WORK TO DO:
Transcribe the material verbatim in full; the pictures do not belong in the copy.

ENTRIES SUPPLIED:
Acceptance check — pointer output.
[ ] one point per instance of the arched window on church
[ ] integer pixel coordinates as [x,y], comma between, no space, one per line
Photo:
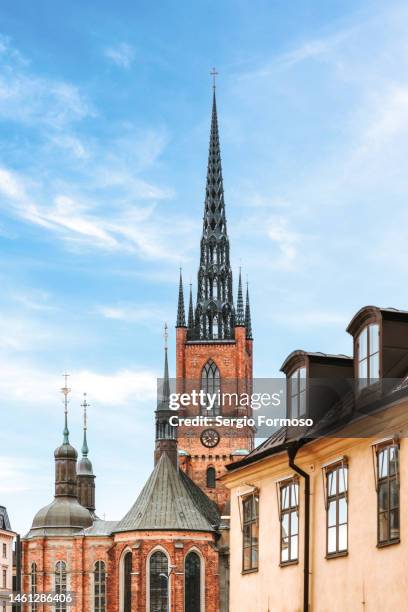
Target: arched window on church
[210,384]
[211,478]
[192,585]
[33,586]
[159,582]
[61,585]
[99,587]
[127,582]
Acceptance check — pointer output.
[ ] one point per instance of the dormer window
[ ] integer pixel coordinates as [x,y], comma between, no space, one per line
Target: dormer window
[368,355]
[297,393]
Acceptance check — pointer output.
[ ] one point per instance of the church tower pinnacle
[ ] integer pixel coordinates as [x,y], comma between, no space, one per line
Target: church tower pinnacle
[85,475]
[214,314]
[166,437]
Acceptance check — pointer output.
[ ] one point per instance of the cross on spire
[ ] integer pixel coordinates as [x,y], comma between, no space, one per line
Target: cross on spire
[66,391]
[214,75]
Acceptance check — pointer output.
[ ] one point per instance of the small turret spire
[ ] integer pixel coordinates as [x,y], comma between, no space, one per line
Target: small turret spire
[85,449]
[181,316]
[248,323]
[164,397]
[66,391]
[240,320]
[191,310]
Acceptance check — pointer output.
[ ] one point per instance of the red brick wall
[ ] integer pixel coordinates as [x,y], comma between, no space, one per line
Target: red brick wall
[234,361]
[80,554]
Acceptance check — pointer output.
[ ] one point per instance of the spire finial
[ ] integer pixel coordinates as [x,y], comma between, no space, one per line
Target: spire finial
[181,315]
[65,390]
[165,336]
[248,323]
[85,448]
[240,303]
[214,75]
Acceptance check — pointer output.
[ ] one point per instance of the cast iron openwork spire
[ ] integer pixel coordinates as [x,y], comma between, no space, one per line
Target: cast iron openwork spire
[181,316]
[214,315]
[240,318]
[166,434]
[248,323]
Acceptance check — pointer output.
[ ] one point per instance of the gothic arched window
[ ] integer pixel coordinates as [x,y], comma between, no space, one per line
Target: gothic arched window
[33,585]
[192,588]
[211,478]
[99,587]
[210,384]
[127,582]
[61,585]
[159,582]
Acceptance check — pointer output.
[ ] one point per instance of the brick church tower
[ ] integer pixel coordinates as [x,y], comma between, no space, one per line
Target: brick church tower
[214,346]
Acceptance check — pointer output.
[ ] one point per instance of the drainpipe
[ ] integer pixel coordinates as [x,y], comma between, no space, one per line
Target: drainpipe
[292,450]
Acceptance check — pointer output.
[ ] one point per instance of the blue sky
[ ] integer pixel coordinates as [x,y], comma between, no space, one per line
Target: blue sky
[104,125]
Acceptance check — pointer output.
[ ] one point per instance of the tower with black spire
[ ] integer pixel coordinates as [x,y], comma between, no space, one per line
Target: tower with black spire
[85,475]
[214,348]
[166,436]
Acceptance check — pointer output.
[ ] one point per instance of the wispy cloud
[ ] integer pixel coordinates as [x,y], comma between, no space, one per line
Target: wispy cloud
[121,55]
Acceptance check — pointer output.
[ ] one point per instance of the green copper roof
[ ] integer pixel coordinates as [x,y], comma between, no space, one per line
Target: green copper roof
[170,501]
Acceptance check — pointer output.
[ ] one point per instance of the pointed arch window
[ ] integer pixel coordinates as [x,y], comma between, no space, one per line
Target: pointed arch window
[211,478]
[192,588]
[210,384]
[127,582]
[33,586]
[100,587]
[159,582]
[61,585]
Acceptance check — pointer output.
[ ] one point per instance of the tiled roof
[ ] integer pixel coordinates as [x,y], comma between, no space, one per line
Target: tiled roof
[4,519]
[100,528]
[170,501]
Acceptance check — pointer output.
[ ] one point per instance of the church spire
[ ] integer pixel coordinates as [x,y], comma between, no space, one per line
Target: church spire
[85,475]
[214,316]
[191,311]
[240,317]
[166,435]
[248,323]
[65,456]
[181,316]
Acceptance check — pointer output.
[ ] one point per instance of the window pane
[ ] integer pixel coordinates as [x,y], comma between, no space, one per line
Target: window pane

OUTPUT FOR THIS EXERCISE:
Acceptance check — pointer output.
[ ] one point per instance of the arched window on church
[ ] integer pixel coordinates as [x,y], comma between, no space, one per line
Photo:
Target: arched window on church
[210,384]
[211,478]
[192,585]
[33,586]
[159,582]
[61,585]
[99,587]
[127,582]
Acceptance check — pointer output.
[ ] one point per instance of the dormer window
[ ] integer pixel coordinates as [x,y], comma between, no space, one per line
Target: dormer window
[368,355]
[297,393]
Acceptance check — pointer output.
[ ] one point per instance of the church tower pinnacle
[ ] integer pixel coordinates as [x,y], comma between, no space, one per line
Target: church tower pinnacle
[85,475]
[214,314]
[166,437]
Acceptance check — pointer output.
[ ] one point per instance of the cross on spire
[ ] integer pixel coordinates as [x,y], comma between, no space, one per line
Target: cross on spire
[66,391]
[214,75]
Acceptance check — pointer output.
[ ] one point per instance of the small turret spire
[ ] integer pixel coordinates as [x,y], comma between, no space, one per line
Target: small turret spire
[85,449]
[181,316]
[248,323]
[164,397]
[66,391]
[240,320]
[191,310]
Acceptance check — pointer output.
[ ] one point per instance of the red brick wall
[ ] integer pixel coordinates as [x,y], comma between, no space, one per line
Target: red brick wall
[234,361]
[80,554]
Acceptance check — pointer output.
[ ] one point per instance of the spire finial
[ ] integer pixel coordinates as [x,y], comma between, no space, one per line
Target: spire finial
[181,315]
[65,390]
[165,336]
[248,323]
[85,448]
[240,303]
[214,75]
Acceptance check — pointer output.
[ ] one point per instance of the cast iron openwork spire
[ ] integer pixel coordinates as [x,y], comma between, no space, one per line
Target: cast iron openwork spire
[181,316]
[214,315]
[240,318]
[166,434]
[248,323]
Acceptance check — pointer output.
[ ] one point per instance of the gothic arched window
[ ] integer pixel coordinates as [x,y], comma between, no space, one per line
Target: gothic arched window
[33,585]
[192,588]
[211,478]
[99,587]
[210,384]
[127,582]
[61,585]
[159,582]
Acceptance check — pointer output.
[ ] one point per instance of the brick church tower
[ ] integer pixel coordinates as [x,y], comma between, no space, one per line
Target: brick church tower
[214,346]
Acceptance check — pointer output.
[ ] one point per instance of the drainpipe
[ ] integer pixel coordinates as [x,y], comma between, no space, one per line
Target: drainpipe
[292,450]
Acceptance check — pointer output.
[ ] one point per instance of the blue sky
[ ] integer pixel coordinates as [x,y], comma between, no space, one per line
Target: blue sky
[104,125]
Acceptance check — pointer output.
[ ] one point per instance of the tower with black spire
[ ] integer pixel coordinates as [x,y], comma between, no space, one per line
Target: tower with black spire
[85,475]
[214,348]
[166,436]
Acceptance check — pointer output.
[ ] one point per instance of the wispy cloud
[ ] integer pixel coordinates as [x,y], comma between, no space, one per line
Target: wispy cloud
[121,55]
Acceptance check — pointer output.
[ ] one point per instance of the green copper roof
[ ] integer pixel coordinates as [x,y], comma between, no space, one per line
Target: green copper roof
[170,501]
Acceptance check — pointer output.
[ ] one point per instance of the pointed arch window
[ ] integer pixel coordinates as [x,y], comma between, no space, one per line
Target: pointed arch window
[211,478]
[192,588]
[210,384]
[127,582]
[33,586]
[100,587]
[159,582]
[61,585]
Acceptance check — pointer output.
[ ] one point per instance of the tiled roof
[ ] integer pixel coordinates as [x,y], comma between, no space, one per line
Target: tiled roof
[4,519]
[100,528]
[170,501]
Acceptance check — pointer output.
[ ] one point per instance of the church spire
[ ] integer pixel coordinates as [x,y], comma between, no space, one per line
Target: church spire
[85,475]
[214,316]
[191,311]
[240,317]
[166,435]
[248,323]
[65,456]
[181,316]
Acceptance check — pointer output.
[ ] one point per instance of the window pane
[ ] integer pixel coordinates as [x,y], comma between, no space, one per line
Target: window pane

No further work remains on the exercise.